[Excerpts of pointing data]
--------------------------------------------------

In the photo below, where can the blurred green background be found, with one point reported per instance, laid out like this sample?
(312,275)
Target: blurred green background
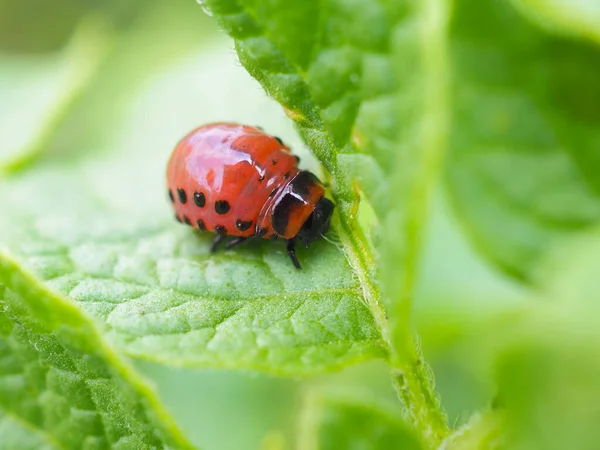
(86,82)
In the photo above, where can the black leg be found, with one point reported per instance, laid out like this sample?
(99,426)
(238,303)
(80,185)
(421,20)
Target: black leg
(235,242)
(292,254)
(216,241)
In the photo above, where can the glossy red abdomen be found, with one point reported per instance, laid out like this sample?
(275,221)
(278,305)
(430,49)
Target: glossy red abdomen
(229,179)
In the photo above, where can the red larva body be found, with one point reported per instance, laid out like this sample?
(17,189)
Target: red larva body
(237,180)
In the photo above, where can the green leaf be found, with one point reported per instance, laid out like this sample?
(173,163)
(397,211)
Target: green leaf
(482,431)
(115,250)
(370,101)
(333,423)
(579,18)
(63,386)
(522,171)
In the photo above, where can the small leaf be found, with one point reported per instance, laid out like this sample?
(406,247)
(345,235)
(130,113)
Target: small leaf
(335,423)
(63,381)
(115,250)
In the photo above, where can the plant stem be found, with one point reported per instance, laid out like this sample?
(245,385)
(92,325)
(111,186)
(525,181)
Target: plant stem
(409,373)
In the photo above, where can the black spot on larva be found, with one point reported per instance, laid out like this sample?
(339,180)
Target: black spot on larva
(243,225)
(182,195)
(222,206)
(199,199)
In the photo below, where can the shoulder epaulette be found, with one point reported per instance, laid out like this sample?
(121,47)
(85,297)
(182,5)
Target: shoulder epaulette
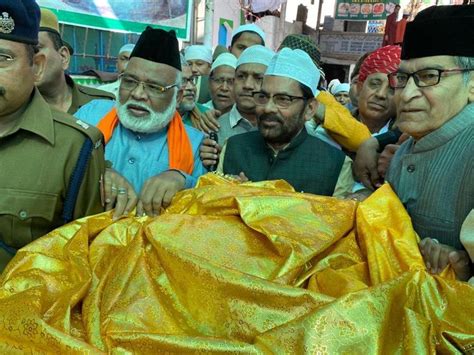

--------------------------------------------------

#### [What is being asked]
Convert the lines from the one containing "In the photo above, where can the black leg" through the end of the records, inclusive, into a JSON list of strings with one string per line and no blank lines. Leave the pictures out.

#### [Worked answer]
[
  "In the photo above, where can the black leg be found, with one point reported per instance, laid out like this sample?",
  "(99,426)",
  "(238,303)",
  "(80,185)",
  "(421,20)",
  "Target: black leg",
  "(235,242)",
  "(292,254)",
  "(216,241)",
  "In the photo above, where can the glossy red abdomen be found, with one point reported per instance, laid out like this sample?",
  "(275,221)",
  "(278,305)",
  "(430,49)",
  "Target: glossy red abdomen",
  "(229,179)",
  "In the photo above, where can the red larva body be found, with one point reported per instance, laid out like this sample?",
  "(17,189)",
  "Target: red larva body",
  "(237,180)",
  "In the photo above, where can the green leaf be found, with one point reported per instance, laid out like this sample?",
  "(173,163)",
  "(397,211)",
  "Target: green leaf",
  "(482,431)",
  "(115,250)",
  "(370,101)",
  "(333,423)",
  "(579,18)",
  "(63,386)",
  "(522,171)",
  "In the photo above, where can the small leaf be found, with one point reported per instance, laid out like this sample?",
  "(406,247)",
  "(345,235)",
  "(130,113)",
  "Target: small leaf",
  "(335,423)",
  "(63,381)",
  "(115,250)",
  "In the photo above, where can the plant stem be found, with one point reported per instance, laid out like this sample?",
  "(245,385)",
  "(92,325)",
  "(111,186)",
  "(525,181)",
  "Target: plant stem",
  "(409,373)",
  "In the photo above, where can the black spot on larva be found, with one point reported per instance, laid out like this sample?",
  "(339,180)",
  "Target: black spot on larva",
  "(243,225)",
  "(182,195)",
  "(222,206)",
  "(199,199)",
  "In the photo below, where can the shoulder epaulette be found, with one point reported per instance, laid out like this sample?",
  "(121,47)",
  "(85,297)",
  "(182,5)",
  "Target: shoulder epaulette"
]